How Artificial Intelligence is changing the way we search and find online – ITProPortal

Can a machine know a customer better than they know themselves? The answer is, for the purposes of shopping, yes it can.

First of all, Artificial Intelligence (AI) takes a dispassionate view of customers and their behavior online, while in research, consumers will often give contradictory answers, answers that then change over time, depending largely on how they are feeling at that particular moment. As an indicator of how those consumers are then likely to behave in terms of what they buy, this has been proven to be unreliable.

AI on the other hand, supported by machine learning to deliver better and better outcomes over time, operates without emotions and simply reacts to and learns from what it is being told.

In online retail, AI is set to revolutionize the world of search. If revolutionize sounds too big a word for it, bear in mind that search technology has barely changed in 10 or more years. While brands have invested heavily in making their websites look amazing and optimized them to steer the customer easily to the checkout, they have generally used out of the box search technology ever since the first commercial engine was launched by Altavista back in 1995.

Given that typical conversion rates on retail websites is 2-3 percent, then there is everything to play for in making search easier and more rewarding for shoppers. Retailers invest heavily in SEO and PPC to get customers from Google to their site but too often think the job is done once they get there.

Products are then displayed to their best advantage on the site; email or newsletter sign up is offered; online chat is offered; promotions pop up; a list of nearby stores is offered; and so on. But at no point is the customer offered or given any help, apart from the online chat window which follows them around.

At this point, the customer may well start to follow the journey laid out for them by the retailer; they get distracted and end up somewhere entirely different from what they intended. Some customers like to wander, but those that already knew what they were looking for do not.

◆ Data lines

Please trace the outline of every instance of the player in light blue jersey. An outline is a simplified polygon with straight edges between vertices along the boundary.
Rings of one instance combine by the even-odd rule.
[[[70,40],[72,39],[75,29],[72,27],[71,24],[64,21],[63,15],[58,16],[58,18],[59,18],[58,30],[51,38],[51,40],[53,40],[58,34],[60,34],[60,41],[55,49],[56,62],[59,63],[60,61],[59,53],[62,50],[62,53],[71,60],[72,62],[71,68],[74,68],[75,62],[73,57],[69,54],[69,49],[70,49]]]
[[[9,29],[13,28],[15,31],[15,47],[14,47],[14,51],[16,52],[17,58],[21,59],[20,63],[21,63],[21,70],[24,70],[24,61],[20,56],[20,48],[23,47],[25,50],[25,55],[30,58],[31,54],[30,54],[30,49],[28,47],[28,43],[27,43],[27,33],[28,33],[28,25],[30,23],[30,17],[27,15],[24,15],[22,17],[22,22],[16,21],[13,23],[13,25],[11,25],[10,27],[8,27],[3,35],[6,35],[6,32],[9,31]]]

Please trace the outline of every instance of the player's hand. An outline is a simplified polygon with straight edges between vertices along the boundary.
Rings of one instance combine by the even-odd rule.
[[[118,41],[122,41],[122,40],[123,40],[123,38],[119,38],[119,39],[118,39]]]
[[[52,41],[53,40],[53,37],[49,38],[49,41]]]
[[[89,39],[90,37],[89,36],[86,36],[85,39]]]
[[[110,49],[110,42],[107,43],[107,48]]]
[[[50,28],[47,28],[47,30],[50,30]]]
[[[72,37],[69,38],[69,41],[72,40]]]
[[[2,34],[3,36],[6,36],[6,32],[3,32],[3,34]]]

◆ Exercise goal
Continue the article on AI and online search from its final sentence, carrying forward the same line of argument.

◆ Output below
Meanwhile, what has the retailer learned from all the precious time the customer has spent on their site? Only that the customer has not bought anything, and it is only at this point that an offer pops up or the online chat box appears. But none of these actions are based on any knowledge of the customer other than which pages they have looked at.

The search engine is not very good at learning; it may be able to refer the customer back to a page they looked at before because of the consumers digital footprint or due to the cookie the site left behind, but if that webpage was not useful, then the search process has actually gone backwards. So, the customer continues to end up where they never wanted to go in the first place ever decreasing circles displaying a choice of unwanted products.

These on-site search functions can be compared to stubborn school children who simply refuse to learn, whatever they are taught. The customer searching online tries to make their query as accurate and intelligent as possible while the search engine simply responds by sharing everything it knows, but without actually answering the question. AI by contrast can spot what the customer intends and gives answers based on that intent, depending where an individual shopper is in their own personal buying journey.

It then returns increasingly accurate results because it is learning from what the customer is telling it. Search thus becomes understanding because it is looking at behavior not just keywords, which is the current limit of conventional search engines. The AI can also create the best shopping experience beyond basic search, including navigation, to seamlessly and speedily advance a customer to the checkout.

This is really what delivering personalized journeys is all about the site understands the customer, knows what they want and how they want it. For instance, when a shopper is very clear about what they want, the AI can plot the quickest route through the site to the payment page, while customers looking for inspiration can be given a slower and more immersive experience, with lots of hand-holding as required, such as links to online chat to help them with their decision or curated content to inspire browsing.

AI in ecommerce assumes a character all of its own, essentially a digital assistant that is trusted by the customer to help them find what they want. Retailers can personalize AI in any way they choose, while the processing and intelligence that sits behind it continues to work unseen.

AI in action of course creates a huge amount of interactional and behavioral data that the retailer can use to make improvements over time to base search, navigation, merchandising, display, promotions and checkout experience. It delivers good results for individual customers as well as all customers as their online behavior continues to evolve.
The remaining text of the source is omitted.